(Beginning of Source records)

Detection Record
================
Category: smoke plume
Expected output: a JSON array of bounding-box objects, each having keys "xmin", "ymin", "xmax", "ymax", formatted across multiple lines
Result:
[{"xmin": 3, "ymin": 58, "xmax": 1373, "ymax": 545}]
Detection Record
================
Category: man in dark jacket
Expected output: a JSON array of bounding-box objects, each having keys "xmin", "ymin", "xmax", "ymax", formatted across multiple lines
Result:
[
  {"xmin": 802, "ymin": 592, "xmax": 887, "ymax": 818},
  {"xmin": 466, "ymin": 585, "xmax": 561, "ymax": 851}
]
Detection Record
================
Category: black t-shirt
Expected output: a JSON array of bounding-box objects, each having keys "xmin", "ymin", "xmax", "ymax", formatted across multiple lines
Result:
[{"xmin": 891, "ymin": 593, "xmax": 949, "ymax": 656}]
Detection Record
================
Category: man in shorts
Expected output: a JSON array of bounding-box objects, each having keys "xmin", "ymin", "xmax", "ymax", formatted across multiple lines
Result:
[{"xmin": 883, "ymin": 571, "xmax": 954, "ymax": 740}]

(End of Source records)

Could you quote, exactly as they appear, the line containing "Category: black t-shirt" and every line after it to the end of the records above?

Category: black t-shirt
Expected output: a JSON array of bounding-box objects, each having keys "xmin", "ymin", "xmax", "ymax", formatted across multiple lines
Result:
[{"xmin": 891, "ymin": 593, "xmax": 949, "ymax": 656}]
Detection Record
================
Category: man in shorts
Expected output: a JSON array of bounding-box objects, each having keys "xmin", "ymin", "xmax", "ymax", formatted across multiple lines
Result:
[{"xmin": 883, "ymin": 571, "xmax": 954, "ymax": 740}]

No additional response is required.